GOAL: Collect every line below that contains the string "rings", treating uppercase and lowercase as different.

(Some lines)
++++++++
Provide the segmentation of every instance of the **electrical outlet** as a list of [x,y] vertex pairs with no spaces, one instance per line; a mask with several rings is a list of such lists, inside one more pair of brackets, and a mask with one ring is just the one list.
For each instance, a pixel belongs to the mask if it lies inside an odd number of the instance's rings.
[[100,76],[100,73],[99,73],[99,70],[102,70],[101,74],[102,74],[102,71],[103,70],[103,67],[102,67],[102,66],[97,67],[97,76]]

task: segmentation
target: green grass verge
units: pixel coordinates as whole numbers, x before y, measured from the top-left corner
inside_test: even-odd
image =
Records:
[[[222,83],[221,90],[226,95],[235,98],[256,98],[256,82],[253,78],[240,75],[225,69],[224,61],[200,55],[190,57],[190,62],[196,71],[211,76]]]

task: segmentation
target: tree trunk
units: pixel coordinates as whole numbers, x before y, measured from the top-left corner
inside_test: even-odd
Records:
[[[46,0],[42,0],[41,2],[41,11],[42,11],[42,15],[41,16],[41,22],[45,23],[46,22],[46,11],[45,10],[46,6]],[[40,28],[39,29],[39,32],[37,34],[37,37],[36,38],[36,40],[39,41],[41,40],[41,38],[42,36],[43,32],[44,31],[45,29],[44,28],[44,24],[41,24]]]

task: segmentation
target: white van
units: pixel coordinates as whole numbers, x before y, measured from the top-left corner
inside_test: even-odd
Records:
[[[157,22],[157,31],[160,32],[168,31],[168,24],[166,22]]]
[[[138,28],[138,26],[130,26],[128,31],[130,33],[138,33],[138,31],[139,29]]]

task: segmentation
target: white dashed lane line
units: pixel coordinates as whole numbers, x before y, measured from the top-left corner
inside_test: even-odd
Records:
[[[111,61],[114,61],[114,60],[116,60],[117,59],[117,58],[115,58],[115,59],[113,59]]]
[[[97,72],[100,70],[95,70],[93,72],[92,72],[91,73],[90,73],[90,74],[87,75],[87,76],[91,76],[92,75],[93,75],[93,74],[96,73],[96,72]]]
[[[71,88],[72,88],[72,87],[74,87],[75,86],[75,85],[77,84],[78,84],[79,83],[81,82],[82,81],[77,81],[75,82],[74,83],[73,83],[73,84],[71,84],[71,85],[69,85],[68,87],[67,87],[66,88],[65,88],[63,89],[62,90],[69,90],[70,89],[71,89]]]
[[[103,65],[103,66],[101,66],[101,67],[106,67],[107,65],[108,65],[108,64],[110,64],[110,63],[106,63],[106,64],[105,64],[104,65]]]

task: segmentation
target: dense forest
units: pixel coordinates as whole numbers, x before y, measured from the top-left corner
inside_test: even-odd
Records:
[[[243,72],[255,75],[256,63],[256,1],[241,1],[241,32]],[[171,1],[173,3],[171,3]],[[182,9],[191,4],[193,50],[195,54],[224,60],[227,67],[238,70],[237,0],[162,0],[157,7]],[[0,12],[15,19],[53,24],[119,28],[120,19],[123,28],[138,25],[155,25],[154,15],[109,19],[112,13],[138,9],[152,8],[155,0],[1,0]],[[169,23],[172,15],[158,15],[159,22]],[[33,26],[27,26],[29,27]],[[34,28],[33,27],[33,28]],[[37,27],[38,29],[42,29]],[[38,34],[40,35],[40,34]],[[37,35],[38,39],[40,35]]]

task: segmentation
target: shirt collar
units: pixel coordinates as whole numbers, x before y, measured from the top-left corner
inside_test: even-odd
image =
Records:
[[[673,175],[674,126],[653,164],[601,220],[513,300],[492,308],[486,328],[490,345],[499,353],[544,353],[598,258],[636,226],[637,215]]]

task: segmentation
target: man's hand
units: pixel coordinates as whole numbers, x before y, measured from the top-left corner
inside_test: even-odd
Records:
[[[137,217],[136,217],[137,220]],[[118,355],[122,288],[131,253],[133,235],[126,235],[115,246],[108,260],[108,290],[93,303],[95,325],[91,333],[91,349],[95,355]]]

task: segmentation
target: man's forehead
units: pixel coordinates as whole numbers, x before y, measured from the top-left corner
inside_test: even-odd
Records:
++++++++
REPLY TO THE EXERCISE:
Provide the segmentation of every instance of the **electrical outlet** as a list of [x,y] vertex pairs with no spaces, one instance per line; a mask with several rings is a list of such lists, inside one more pair of brackets, and a mask with one ring is just the one list.
For each instance, a pixel belongs to the mask if it lies inside an odd number of the instance's rings.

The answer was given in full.